Written task
Copy everything from "Mark every instance of the woman's dark" down to "[(169, 84), (333, 135)]" in the data below, renaming "Target" to "Object" throughout and leaving every other part unchanged.

Entries provided
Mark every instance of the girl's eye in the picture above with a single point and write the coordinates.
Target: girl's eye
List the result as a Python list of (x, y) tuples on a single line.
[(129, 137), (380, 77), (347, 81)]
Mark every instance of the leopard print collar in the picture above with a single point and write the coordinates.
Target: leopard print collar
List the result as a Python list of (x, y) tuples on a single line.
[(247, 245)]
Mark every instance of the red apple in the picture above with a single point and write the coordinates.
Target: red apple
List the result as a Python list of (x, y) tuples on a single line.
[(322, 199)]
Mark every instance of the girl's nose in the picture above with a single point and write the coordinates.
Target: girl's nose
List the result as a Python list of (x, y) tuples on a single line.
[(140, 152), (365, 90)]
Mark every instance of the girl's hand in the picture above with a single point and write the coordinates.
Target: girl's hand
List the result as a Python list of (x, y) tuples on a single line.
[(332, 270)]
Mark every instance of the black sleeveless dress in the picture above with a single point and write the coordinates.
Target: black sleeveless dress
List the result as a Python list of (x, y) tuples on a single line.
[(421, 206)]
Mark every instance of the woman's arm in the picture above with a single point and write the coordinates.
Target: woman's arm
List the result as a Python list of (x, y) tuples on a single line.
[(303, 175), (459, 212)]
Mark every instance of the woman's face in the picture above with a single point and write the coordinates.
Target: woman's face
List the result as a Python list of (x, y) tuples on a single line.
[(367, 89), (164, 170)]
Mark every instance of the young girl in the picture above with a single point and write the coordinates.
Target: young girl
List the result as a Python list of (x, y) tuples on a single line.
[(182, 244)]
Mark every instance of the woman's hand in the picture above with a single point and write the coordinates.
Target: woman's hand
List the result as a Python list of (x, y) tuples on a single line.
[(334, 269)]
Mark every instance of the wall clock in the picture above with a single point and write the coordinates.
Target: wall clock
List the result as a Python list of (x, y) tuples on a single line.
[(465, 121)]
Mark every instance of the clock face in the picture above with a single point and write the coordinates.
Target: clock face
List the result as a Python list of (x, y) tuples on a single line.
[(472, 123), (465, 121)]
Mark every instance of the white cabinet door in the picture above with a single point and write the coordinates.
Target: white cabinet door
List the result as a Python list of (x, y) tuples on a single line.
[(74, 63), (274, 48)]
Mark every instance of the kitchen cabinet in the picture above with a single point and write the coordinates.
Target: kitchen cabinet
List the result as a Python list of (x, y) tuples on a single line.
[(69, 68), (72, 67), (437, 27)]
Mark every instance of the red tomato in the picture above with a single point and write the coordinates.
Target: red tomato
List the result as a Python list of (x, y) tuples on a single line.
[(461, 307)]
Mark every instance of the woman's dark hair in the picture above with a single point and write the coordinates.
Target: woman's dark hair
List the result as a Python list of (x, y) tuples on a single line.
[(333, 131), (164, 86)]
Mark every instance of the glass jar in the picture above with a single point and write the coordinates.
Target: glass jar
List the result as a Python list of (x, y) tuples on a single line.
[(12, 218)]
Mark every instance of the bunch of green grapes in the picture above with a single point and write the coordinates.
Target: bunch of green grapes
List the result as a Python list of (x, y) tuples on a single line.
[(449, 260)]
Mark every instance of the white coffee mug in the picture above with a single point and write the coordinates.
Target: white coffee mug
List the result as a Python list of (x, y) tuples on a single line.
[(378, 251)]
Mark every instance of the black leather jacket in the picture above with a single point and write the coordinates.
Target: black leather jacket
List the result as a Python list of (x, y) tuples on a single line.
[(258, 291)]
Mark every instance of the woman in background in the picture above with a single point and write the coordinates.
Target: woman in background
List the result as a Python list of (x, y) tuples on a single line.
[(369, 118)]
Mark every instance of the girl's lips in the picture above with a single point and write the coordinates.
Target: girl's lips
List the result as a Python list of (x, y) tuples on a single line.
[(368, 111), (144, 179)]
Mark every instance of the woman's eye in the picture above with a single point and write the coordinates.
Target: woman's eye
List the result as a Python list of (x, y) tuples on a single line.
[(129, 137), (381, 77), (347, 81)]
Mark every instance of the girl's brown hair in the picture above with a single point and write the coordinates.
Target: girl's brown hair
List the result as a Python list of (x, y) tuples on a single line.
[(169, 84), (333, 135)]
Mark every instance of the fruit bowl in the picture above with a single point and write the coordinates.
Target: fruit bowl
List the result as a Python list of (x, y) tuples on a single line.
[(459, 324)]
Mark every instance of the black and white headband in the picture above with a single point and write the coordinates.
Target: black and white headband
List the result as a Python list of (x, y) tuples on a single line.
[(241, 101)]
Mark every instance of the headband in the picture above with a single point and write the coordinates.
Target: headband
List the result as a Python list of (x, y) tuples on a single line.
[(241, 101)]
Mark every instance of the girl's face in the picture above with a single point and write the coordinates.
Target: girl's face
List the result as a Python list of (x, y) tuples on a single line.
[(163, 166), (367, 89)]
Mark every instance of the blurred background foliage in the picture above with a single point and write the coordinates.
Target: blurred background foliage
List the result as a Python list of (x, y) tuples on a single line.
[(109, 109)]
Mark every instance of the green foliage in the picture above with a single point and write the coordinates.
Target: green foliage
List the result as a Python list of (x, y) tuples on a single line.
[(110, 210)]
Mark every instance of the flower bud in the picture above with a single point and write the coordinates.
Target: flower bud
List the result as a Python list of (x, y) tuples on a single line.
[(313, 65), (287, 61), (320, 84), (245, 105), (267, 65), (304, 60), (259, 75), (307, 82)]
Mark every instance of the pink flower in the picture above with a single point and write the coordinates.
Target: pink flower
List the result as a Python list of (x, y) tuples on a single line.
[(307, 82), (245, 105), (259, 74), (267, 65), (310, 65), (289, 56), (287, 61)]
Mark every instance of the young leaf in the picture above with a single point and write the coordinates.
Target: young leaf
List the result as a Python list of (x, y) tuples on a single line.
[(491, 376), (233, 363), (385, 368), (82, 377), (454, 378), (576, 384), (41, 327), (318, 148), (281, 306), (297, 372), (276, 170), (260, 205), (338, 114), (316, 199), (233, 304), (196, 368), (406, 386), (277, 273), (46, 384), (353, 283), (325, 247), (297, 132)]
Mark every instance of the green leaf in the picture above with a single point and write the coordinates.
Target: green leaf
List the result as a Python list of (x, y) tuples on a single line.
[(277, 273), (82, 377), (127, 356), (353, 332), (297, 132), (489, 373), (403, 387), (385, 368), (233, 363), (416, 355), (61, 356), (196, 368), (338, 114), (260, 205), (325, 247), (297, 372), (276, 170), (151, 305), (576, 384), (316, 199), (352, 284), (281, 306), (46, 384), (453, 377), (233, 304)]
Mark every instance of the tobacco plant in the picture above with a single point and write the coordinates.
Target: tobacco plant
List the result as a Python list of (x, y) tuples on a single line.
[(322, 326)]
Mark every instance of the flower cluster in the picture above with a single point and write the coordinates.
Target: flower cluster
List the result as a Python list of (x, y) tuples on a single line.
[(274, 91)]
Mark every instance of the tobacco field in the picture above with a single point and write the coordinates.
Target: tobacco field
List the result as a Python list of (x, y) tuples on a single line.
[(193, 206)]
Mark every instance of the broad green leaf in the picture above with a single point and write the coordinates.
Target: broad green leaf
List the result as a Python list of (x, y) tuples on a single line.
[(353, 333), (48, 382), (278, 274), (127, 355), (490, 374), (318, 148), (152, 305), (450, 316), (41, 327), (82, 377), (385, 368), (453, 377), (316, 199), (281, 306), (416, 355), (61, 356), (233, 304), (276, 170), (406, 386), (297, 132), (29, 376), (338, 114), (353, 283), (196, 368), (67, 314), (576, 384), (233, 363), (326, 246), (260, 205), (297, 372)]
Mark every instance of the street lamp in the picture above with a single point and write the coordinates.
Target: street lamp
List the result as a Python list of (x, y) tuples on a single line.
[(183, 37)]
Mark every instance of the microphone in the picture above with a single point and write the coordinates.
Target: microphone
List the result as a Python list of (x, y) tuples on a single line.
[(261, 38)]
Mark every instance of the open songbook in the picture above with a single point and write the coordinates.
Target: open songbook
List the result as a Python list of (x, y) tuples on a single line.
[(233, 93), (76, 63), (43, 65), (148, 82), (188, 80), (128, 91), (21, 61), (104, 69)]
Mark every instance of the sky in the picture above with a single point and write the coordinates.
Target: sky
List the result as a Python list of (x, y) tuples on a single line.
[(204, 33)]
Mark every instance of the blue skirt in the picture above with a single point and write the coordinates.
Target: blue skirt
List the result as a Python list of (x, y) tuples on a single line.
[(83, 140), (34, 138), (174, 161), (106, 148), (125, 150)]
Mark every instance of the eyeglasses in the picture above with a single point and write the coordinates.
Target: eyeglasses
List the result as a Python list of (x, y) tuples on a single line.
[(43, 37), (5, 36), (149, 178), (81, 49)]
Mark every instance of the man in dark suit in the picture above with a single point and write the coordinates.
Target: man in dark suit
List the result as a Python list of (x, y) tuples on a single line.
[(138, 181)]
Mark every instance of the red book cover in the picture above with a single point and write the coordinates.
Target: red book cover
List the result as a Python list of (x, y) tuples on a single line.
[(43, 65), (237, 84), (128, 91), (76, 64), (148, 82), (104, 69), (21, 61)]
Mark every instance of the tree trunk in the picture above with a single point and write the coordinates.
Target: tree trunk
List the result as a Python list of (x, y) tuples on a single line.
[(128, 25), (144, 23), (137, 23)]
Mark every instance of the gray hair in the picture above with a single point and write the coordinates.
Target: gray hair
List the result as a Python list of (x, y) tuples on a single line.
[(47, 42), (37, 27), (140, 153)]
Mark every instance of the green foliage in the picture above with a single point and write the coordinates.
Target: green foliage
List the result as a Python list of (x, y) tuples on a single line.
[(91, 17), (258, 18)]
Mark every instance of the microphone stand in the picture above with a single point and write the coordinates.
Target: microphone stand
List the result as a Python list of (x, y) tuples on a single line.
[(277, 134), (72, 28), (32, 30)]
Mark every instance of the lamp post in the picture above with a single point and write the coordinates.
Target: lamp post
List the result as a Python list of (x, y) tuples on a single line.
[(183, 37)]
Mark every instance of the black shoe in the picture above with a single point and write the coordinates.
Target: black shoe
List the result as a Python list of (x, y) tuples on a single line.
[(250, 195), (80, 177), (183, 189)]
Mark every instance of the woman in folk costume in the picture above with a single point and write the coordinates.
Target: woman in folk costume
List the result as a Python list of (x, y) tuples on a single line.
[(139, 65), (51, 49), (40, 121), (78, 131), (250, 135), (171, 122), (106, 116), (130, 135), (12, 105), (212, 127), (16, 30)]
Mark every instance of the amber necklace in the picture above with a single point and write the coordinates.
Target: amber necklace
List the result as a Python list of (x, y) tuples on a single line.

Reply to the task
Mark every instance of the woman's dark hair in the picture above with a single point and write the coordinates.
Object: woman's dark hair
List the result as a Python list of (x, y) tuples on a single line.
[(333, 131), (164, 86)]
Mark every instance of the glass jar in the picture above with a single point and write the coordinates.
Object: glass jar
List the result as a Python list of (x, y) tuples on a single line.
[(12, 218)]
Mark every instance of the bunch of green grapes in the picture above with a single point and write the coordinates.
Object: bunch of green grapes
List the result as a Python list of (x, y) tuples on a single line.
[(449, 260)]
Mark every instance of the white coffee mug in the picture above with a single point and write the coordinates.
Object: white coffee mug
List the result as a Python list of (x, y) tuples on a single line.
[(378, 251)]
Mark every instance of the black leather jacket in the picture above with a single point and write the coordinates.
Object: black leather jacket
List the result as a Python list of (x, y) tuples on a single line.
[(258, 291)]
Mark every instance of the woman in background in the picture above with a single point and write the coordinates.
Object: woman in background
List the result as a Python list of (x, y) tuples on a single line.
[(369, 118)]
Mark every instance of the girl's lips in the picture above with a single point and write the coordinates.
Object: girl's lips
List the result as a Python list of (x, y) tuples on a single line.
[(368, 111), (144, 179)]
Mark every instance of the woman's eye in the picture above with a single point and write the coordinates.
Object: woman's eye
List the result as a Python list of (x, y) tuples on a single line.
[(129, 137), (381, 77), (347, 81)]
Mark every instance of the girl's brown hair in the picture above with a single point and write the coordinates.
Object: girl's brown hair
List the result as a Python list of (x, y) tuples on a single line.
[(169, 84), (333, 135)]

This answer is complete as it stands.